§ What is being asked: Gather every line in the data below that contains the word "wooden". Only matches with the same capitalization count.

§ Recorded information:

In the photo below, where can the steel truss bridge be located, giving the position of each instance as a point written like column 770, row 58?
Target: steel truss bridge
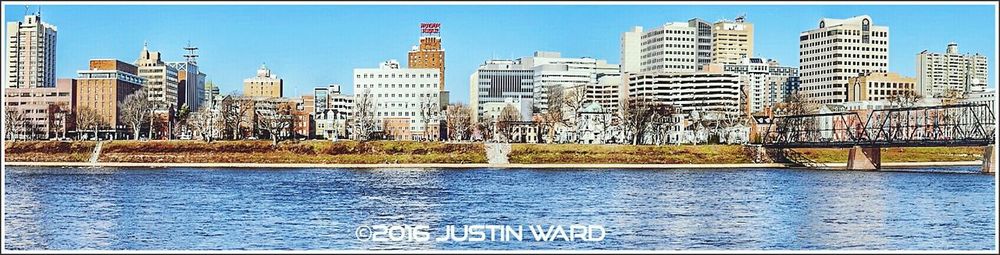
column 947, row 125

==

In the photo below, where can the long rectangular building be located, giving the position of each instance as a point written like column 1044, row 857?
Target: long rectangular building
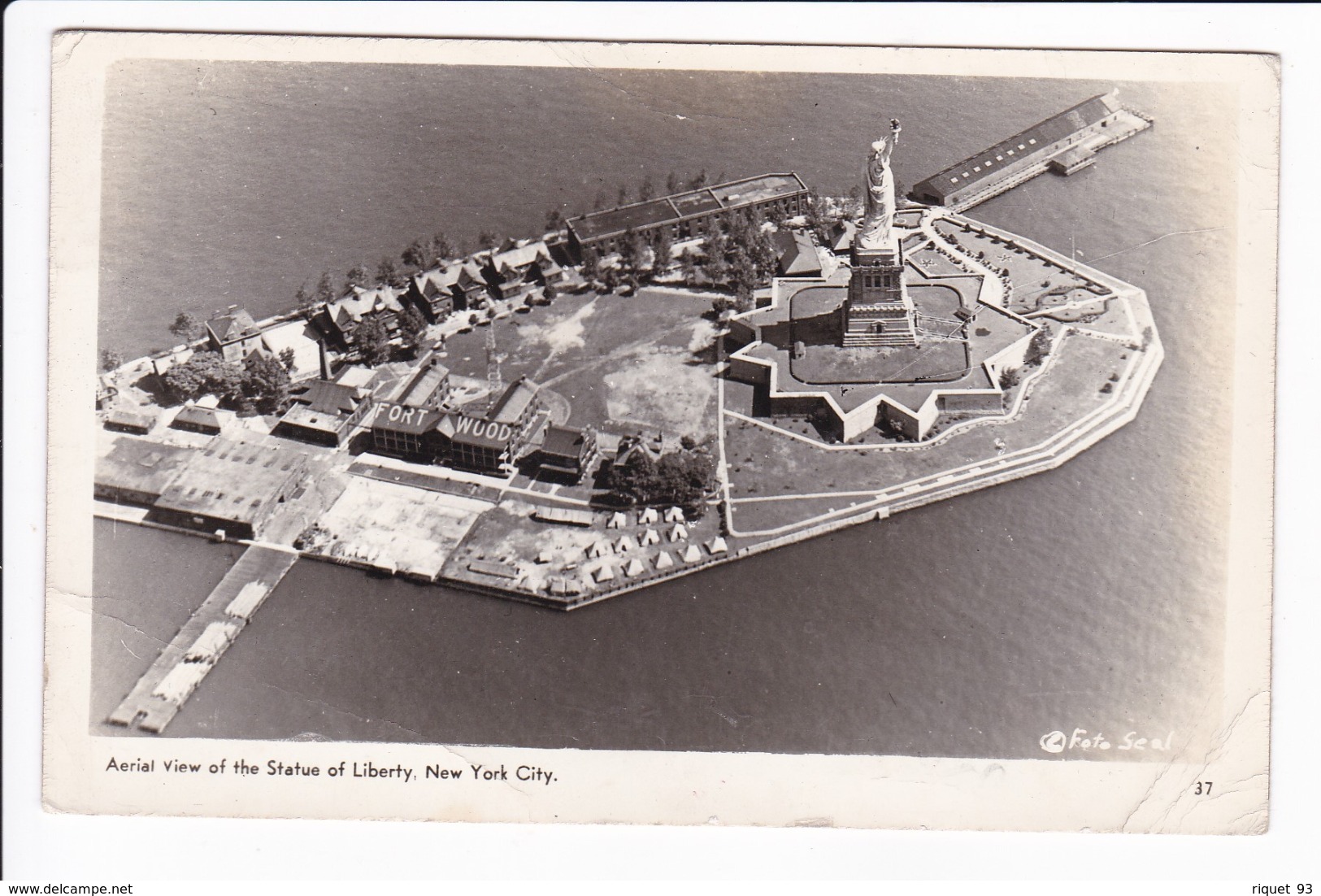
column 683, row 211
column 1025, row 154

---

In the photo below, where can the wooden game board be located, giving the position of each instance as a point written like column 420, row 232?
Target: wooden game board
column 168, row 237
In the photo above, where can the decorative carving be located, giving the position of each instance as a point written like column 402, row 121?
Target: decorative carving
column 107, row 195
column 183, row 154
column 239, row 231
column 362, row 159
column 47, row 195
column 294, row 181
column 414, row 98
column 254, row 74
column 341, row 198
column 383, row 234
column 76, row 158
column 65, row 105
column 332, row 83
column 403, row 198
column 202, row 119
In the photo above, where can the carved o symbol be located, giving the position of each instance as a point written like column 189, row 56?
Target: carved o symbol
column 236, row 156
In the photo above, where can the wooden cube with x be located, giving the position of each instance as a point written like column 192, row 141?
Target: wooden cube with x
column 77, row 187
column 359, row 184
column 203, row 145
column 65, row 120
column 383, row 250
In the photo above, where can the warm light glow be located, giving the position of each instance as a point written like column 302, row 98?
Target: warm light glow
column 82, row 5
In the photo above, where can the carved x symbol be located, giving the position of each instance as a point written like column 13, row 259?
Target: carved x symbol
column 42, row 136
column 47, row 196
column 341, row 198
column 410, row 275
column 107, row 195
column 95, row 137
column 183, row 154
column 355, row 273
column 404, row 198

§ Exercise solution:
In the photo below, where can the wooden game board be located, giving the position of each instance as a point written like column 420, row 232?
Target: wooden game board
In the photo above, where can the wooden cube with x be located, giving the position of each instance as a point written like column 192, row 141?
Target: wooden cube with x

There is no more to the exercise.